WORK INSTRUCTION. Reproduce all of the data word for word.

THE INPUT.
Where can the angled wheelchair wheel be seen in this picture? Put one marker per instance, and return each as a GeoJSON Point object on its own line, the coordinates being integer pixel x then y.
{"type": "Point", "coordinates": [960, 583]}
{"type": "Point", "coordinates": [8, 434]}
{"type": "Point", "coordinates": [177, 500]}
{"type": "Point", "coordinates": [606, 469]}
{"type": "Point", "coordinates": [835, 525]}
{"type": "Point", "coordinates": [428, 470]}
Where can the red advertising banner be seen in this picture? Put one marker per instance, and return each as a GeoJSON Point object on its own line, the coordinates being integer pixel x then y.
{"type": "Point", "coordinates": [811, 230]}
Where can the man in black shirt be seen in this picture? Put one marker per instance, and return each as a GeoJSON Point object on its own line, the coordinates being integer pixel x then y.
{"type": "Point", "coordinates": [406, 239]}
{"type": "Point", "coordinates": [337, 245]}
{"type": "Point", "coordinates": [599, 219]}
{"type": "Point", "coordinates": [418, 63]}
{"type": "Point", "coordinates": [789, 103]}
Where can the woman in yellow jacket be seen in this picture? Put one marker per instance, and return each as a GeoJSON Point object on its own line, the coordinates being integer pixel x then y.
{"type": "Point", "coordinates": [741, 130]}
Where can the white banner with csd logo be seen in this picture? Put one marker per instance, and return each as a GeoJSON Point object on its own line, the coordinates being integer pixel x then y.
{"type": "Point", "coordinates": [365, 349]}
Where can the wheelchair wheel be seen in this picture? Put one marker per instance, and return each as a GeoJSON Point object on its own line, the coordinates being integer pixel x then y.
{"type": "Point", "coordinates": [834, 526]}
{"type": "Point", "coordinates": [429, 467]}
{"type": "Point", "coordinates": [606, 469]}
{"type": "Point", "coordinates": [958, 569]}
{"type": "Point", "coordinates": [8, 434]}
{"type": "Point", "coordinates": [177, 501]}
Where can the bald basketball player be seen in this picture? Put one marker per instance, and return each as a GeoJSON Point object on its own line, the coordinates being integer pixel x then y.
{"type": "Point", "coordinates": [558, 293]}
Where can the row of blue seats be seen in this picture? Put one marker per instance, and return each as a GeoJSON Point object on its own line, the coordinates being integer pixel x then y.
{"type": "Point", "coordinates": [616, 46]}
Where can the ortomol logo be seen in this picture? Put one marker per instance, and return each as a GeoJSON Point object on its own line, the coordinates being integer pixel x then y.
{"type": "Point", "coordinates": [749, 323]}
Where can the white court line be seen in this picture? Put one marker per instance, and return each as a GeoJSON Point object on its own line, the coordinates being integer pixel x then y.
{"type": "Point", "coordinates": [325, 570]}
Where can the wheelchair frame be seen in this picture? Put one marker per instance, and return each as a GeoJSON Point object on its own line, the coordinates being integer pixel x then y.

COMPLETED EXERCISE.
Where can the angled wheelchair wheel be seen in this picture? Put one marker per instance, and return each as a GeoJSON Point object on its own line, the coordinates being integer pixel x then y.
{"type": "Point", "coordinates": [960, 583]}
{"type": "Point", "coordinates": [8, 434]}
{"type": "Point", "coordinates": [177, 500]}
{"type": "Point", "coordinates": [606, 469]}
{"type": "Point", "coordinates": [835, 525]}
{"type": "Point", "coordinates": [428, 470]}
Where can the red advertising banner be seen in this picture? Put one marker per instance, and return each as a GeoJSON Point object on its own line, the coordinates being integer pixel x then y.
{"type": "Point", "coordinates": [811, 230]}
Where can the man in black shirt be seen in this picture? Put one marker per instance, and return each as a GeoJSON Point object on its own line, the coordinates being integer pixel x then y.
{"type": "Point", "coordinates": [406, 239]}
{"type": "Point", "coordinates": [337, 245]}
{"type": "Point", "coordinates": [599, 219]}
{"type": "Point", "coordinates": [418, 63]}
{"type": "Point", "coordinates": [789, 103]}
Where can the woman in yellow jacket be seen in this picture? Put one marker per instance, and return each as a GeoJSON Point object on its own line, the coordinates being integer pixel x then y.
{"type": "Point", "coordinates": [741, 130]}
Where can the white banner with csd logo be seen in this picture? Put one marker per instance, and return each as a GeoJSON Point object on its own line, the coordinates being integer pixel x then y.
{"type": "Point", "coordinates": [365, 349]}
Where can the wheelchair wheel be seen in this picture? Put one marker per instance, and return each as a GeoJSON Point object on its own line, the coordinates being integer pixel x then y.
{"type": "Point", "coordinates": [834, 526]}
{"type": "Point", "coordinates": [429, 467]}
{"type": "Point", "coordinates": [606, 469]}
{"type": "Point", "coordinates": [958, 569]}
{"type": "Point", "coordinates": [8, 434]}
{"type": "Point", "coordinates": [177, 501]}
Where can the bald basketball player be seen in this picture? Put one marker per instance, and return each as a GeoJSON Point object on its own line, the coordinates being integer pixel x then y.
{"type": "Point", "coordinates": [558, 293]}
Where can the row of blue seats be seen in this picture? Put one marker per instance, and return each as a GeoJSON Point object on its own line, the coordinates being integer pixel x then y.
{"type": "Point", "coordinates": [616, 46]}
Where can the ortomol logo be seen in this picture? Put one marker per instance, and return each as a GeoJSON Point object on its own line, the coordinates being integer pixel x then y.
{"type": "Point", "coordinates": [749, 323]}
Where can the white court line be seen in this picture? Put one marker per instance, and return each as a GeoJSON Point object on its own line, the coordinates being integer pixel x then y.
{"type": "Point", "coordinates": [325, 570]}
Where can the wheelchair frame be seen in this picture? Put one marker per instance, and return each as a GeoJSON Point object on its own line, the coordinates being integer pixel x then y.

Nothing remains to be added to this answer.